# PASSAGE PROVIDED
-- Begin --

I see a serious lag when playing videos or mirroring from my MacBook Pro(OS-Elcapitan) to Apple TV using Airplay. I updated to latest software.

Model - Apple TV 4th gen (Latest 32GB)


Is any one facing similar issue and also let me know if there is any fix for this ?


Airplay works fine with my iphone 6 and Ipad Air.


Thank you.

MacBook Pro (13-inch Early 2011), OS X El Capitan (10.11.2)

Posted on Jan 9, 2016 2:58 PM

Reply
31 replies

Feb 10, 2016 6:12 PM in response to vazandrew

This was a well documented problem with the older Apple TV's that was never addressed conclusively. Tons of people could get great streaming quality with their iphones over airplay, but the macbook pro would not stream smooth. Even when streaming the exact same content. If you read some of those old posts there's lots of things you can try. Some seem hit and miss on if they actually help. I tried everything with my macbook pro (late 2013) and old apple tv to get streaming smooth, nothing ever worked. It could be your connection speed, or network settings that's always possible. You can try forcing 2.4 or 5 ghz depending on your environment, kicking other devices off the network, etc.


I can say that I recently bought the new Apple TV and it streams great with my macbook pro. Which tells me that it was never a problem with my macbook pro or it's internet settings, it was a problem with the old Apple TV. Nothing changed in the loop but the Apple TV, same macbook pro, same router, same wireless connection, same locations, etc.

Feb 10, 2016 6:25 PM in response to Todd308911

No, there were a select group that posted about issues but the issue will lie with the network just like there are for the current model and versions prior. Another device working isn't going to rule that out and taking it to another network or to Apple would show that it often works in another environment.


Yes, it will come down to things like changing channels/frequency band on the router. other activity and load on network, distance from router, router settings etc

Feb 10, 2016 7:21 PM in response to vazandrew

If nothing in the system changes aside the replacement of the problem device, it's either the device, or how it interacted with the network/laptop. Not the network itself, network settings, or the laptop. At best it's a failure of the automatic handshaking between the incoming data from the Macbook and the apple TV or some interference between them, which since the Apple TV is the only device having an issue, again it falls to the Apple TV as the problem.

-- End --

# DATA LINES

-- Begin --

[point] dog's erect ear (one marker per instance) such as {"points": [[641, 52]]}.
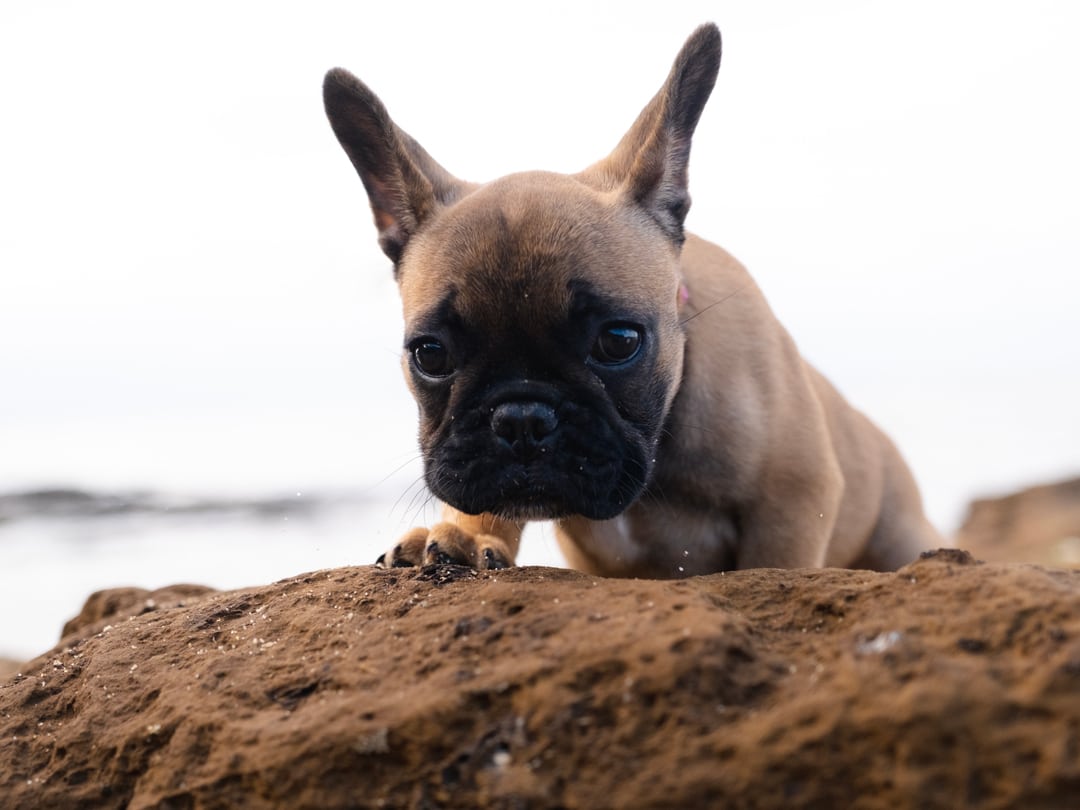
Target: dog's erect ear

-- End --

# EXERCISE
Can you rewrite the AirPlay lag thread from "Feb 10, 2016 7:21" through "as the problem.", swapping "handshaking" for "pairing"? The data has nothing to do with the AirPlay lag thread.

# RESPONSE BELOW
Feb 10, 2016 7:21 PM in response to vazandrew

If nothing in the system changes aside the replacement of the problem device, it's either the device, or how it interacted with the network/laptop. Not the network itself, network settings, or the laptop. At best it's a failure of the automatic pairing between the incoming data from the Macbook and the apple TV or some interference between them, which since the Apple TV is the only device having an issue, again it falls to the Apple TV as the problem.